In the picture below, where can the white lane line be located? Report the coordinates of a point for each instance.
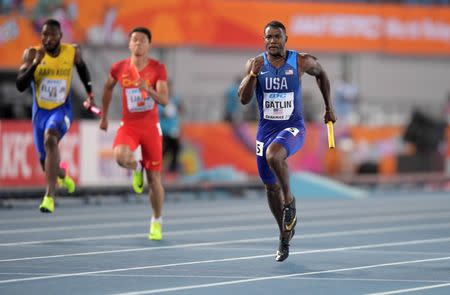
(228, 242)
(197, 262)
(412, 289)
(217, 208)
(214, 211)
(233, 277)
(190, 287)
(121, 224)
(179, 219)
(327, 222)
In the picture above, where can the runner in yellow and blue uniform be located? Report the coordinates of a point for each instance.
(47, 69)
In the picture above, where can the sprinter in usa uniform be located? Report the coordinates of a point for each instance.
(275, 77)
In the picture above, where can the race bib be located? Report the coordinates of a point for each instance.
(278, 106)
(53, 90)
(135, 101)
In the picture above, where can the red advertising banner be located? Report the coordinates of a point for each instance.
(19, 162)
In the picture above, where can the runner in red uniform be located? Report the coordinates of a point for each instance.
(144, 85)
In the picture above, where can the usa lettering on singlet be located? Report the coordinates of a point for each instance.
(278, 91)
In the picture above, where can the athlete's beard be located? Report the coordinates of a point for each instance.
(277, 55)
(52, 50)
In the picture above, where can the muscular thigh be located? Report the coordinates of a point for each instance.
(56, 120)
(151, 147)
(291, 139)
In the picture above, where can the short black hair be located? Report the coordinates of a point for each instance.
(142, 30)
(275, 24)
(52, 23)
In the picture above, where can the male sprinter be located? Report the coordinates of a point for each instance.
(275, 75)
(47, 69)
(144, 85)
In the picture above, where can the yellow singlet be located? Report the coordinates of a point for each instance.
(53, 77)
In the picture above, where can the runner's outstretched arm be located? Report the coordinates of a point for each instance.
(248, 84)
(83, 71)
(31, 59)
(106, 101)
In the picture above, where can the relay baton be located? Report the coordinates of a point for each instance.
(330, 135)
(93, 109)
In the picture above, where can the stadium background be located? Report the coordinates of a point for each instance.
(394, 57)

────────────────

**Exercise requirements**
Nothing but the pictures should be left out when the records are retyped exactly.

**Exercise output**
In the picture below, where can the white lane line be located? Report the coordinates of a point for each instance.
(228, 242)
(197, 262)
(412, 289)
(217, 208)
(214, 211)
(233, 277)
(190, 287)
(121, 224)
(179, 219)
(327, 222)
In the picture above, where can the runner in yellow and blue uniform be located? Report the coordinates of a point for each instance.
(47, 69)
In the picture above, where can the sprinter in usa uniform be located? Report the coordinates of a point for each instance.
(275, 77)
In the picture above, where can the race bib be located? Report the coordinates of a point for each instance.
(278, 106)
(53, 90)
(135, 101)
In the picture above, where can the red advertising banner be located? Report the coordinates of a point for each instance.
(19, 162)
In the picture above, where can the runner in red uniform be located? Report the coordinates of a point for each instance.
(144, 85)
In the picture above, where can the usa lettering on singlet be located? Report the coordinates of a point for each instance.
(278, 91)
In the picture above, where can the athlete's beard be located? Report the coordinates of a point for each instance.
(277, 55)
(52, 50)
In the picture above, where can the muscular thigh be located? Report the coordinates of a point for each instance.
(56, 120)
(151, 147)
(291, 139)
In the picture above, where can the short black hair be located? Report the coordinates of a point for each instance.
(142, 30)
(275, 24)
(52, 23)
In the picture above, where can the male sprinter be located? Report the coordinates of a point for each instance.
(275, 75)
(47, 69)
(144, 85)
In the picture above, where can the yellow singlet be located? Report the coordinates of a point for each instance.
(53, 77)
In the picture above, where can the runner's outstretched arm be located? Report the coordinates of a point for each instance.
(248, 84)
(83, 71)
(31, 59)
(106, 101)
In the picture above, where can the relay baton be located? Report the coordinates of a point for each instance.
(330, 135)
(93, 109)
In the picture above, where can the stadium background be located? Report the coordinates of a point for each instance.
(394, 57)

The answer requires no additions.